**Instructions to follow**. Repeat each entry below exactly as it stands.

**Data listing**.
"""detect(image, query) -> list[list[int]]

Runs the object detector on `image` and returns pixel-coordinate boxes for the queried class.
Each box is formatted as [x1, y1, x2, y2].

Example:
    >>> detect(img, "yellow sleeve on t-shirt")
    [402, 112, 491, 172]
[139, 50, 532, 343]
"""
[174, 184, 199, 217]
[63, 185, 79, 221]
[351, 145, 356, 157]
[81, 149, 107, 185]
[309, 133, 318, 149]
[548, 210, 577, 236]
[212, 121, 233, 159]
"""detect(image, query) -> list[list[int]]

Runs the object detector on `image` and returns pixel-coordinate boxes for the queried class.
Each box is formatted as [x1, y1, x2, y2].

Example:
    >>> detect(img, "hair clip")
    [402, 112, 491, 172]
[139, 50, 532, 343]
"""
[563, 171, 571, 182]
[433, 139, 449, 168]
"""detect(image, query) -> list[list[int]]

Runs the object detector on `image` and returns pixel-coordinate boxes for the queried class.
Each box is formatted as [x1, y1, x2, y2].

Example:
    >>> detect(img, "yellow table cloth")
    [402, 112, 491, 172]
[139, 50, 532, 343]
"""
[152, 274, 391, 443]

**Written solution**.
"""detect(image, query) -> list[list[int]]

Runs the object detector on `image` and returns pixel-coordinate boxes for the queried class.
Each box is formatted as [x1, y1, x2, y2].

Example:
    >>> detect(img, "yellow sleeve on t-shirt")
    [402, 112, 491, 172]
[139, 50, 532, 343]
"""
[174, 184, 199, 217]
[63, 185, 79, 221]
[351, 145, 356, 157]
[81, 149, 107, 185]
[309, 133, 318, 149]
[548, 210, 577, 236]
[212, 121, 233, 159]
"""detect(image, query) -> list[list[int]]

Runs the object detector on `image` and returns pixel-coordinate boxes for the queried class.
Each box is formatted as [x1, y1, x2, y2].

Example:
    >>> detect(img, "hair clip")
    [402, 112, 491, 172]
[139, 50, 532, 343]
"""
[563, 171, 571, 182]
[433, 139, 449, 168]
"""detect(image, query) -> list[list[int]]

Runs the object detector on `image` and returns pixel-coordinate boxes for the queried class.
Each box is formatted as [x1, y1, x2, y2].

Example:
    >>> detect(img, "yellow table cloth")
    [402, 112, 491, 172]
[139, 50, 532, 343]
"""
[152, 274, 391, 443]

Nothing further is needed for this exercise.